[Extract provided]:
################

The image covers an area with a bounding box of [10.722394904433058, 40.69369269987787, 13.472045876637816, 42.80903201136925].
The image has a resolution of [8031, 7931] pixels and uses the EPSG:32633 coordinate reference system.
The percentage of cloud cover in the image is 2.4% over the entire image.

Fetch bands 4 and 5 from IPFS (Red and NIR)#

[4]:
red_band = my_client.getAssetFromItem(item, "red")
nir_band = my_client.getAssetFromItem(item, "nir08")

print(f"Red band CID: {red_band}")
print(f"NIR band CID: {nir_band}")
Fetching QmXyXkdvj7spdfyFTtdq6PGHo7QFK8YcJCQHeJC88CXwHa
Fetching QmcD4krqqBEN2KCtdebeUP9VQXjKxu9mJbDo8retBjbDEV
Red band CID: QmXyXkdvj7spdfyFTtdq6PGHo7QFK8YcJCQHeJC88CXwHa
NIR band CID: QmcD4krqqBEN2KCtdebeUP9VQXjKxu9mJbDo8retBjbDEV

Download Assets from IPFS and transform the image an NP array#

This could take awhile depending on your internet connection and the number of IPFS peers you are connected to.

################

[Set problem 1]: How many lines in the records below contain the word "black"? Give only the number.

################

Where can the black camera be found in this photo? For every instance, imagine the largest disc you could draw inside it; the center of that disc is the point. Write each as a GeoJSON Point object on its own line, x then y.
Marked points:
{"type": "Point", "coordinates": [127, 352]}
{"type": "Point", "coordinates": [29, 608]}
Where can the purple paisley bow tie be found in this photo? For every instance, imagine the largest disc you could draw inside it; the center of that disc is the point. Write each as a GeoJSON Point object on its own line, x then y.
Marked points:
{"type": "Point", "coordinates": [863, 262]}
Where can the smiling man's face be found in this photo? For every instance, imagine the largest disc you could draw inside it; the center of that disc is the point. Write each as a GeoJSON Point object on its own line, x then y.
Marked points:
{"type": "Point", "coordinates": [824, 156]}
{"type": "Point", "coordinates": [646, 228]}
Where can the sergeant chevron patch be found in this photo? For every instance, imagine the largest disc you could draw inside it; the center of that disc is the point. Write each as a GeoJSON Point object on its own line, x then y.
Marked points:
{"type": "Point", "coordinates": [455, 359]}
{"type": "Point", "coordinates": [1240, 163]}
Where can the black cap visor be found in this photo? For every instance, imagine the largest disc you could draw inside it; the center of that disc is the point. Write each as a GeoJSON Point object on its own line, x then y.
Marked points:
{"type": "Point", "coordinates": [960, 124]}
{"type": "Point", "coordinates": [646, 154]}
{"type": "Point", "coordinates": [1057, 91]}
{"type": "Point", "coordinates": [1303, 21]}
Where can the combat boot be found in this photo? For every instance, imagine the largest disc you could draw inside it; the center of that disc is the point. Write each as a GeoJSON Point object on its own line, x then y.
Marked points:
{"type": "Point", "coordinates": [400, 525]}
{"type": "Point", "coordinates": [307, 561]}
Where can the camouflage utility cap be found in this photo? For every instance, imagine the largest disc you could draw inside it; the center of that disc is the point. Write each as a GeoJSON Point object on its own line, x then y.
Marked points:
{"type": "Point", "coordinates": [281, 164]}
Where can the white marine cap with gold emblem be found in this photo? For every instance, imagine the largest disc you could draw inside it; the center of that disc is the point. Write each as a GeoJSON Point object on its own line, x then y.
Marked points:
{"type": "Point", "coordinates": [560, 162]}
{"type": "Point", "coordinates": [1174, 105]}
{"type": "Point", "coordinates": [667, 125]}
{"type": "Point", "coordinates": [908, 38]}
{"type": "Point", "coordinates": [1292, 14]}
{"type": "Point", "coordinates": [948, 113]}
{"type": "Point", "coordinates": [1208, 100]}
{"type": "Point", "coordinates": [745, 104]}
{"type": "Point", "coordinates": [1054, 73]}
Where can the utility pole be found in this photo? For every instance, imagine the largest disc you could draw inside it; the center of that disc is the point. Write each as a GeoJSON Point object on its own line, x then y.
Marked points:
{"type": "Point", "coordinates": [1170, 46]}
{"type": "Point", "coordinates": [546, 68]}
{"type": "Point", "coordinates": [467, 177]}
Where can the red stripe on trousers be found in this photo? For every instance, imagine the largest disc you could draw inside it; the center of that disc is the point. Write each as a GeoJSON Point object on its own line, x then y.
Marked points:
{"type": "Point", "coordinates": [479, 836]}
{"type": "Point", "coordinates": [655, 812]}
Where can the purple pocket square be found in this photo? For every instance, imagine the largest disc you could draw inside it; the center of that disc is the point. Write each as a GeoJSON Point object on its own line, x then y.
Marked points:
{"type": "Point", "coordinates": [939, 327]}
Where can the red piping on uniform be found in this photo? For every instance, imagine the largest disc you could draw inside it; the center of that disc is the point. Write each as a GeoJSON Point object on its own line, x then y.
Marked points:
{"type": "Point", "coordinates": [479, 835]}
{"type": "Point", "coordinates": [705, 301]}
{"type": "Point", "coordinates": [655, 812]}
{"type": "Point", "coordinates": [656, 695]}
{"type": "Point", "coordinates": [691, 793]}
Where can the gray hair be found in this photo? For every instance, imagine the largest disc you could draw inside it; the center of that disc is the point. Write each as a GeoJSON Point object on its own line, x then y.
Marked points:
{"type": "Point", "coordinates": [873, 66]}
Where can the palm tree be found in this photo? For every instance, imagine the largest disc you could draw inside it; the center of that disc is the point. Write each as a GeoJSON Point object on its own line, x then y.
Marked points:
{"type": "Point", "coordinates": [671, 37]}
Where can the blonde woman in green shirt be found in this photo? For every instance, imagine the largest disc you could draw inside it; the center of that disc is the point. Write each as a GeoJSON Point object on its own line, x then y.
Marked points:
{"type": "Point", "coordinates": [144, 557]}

################

[Set problem 2]: Please reproduce the part of the satellite image text above that opens with the words containing "The image has" and closes with "the entire image.", keeping it word for word.

[Written solution 1]: 2

[Written solution 2]:
The image has a resolution of [8031, 7931] pixels and uses the EPSG:32633 coordinate reference system.
The percentage of cloud cover in the image is 2.4% over the entire image.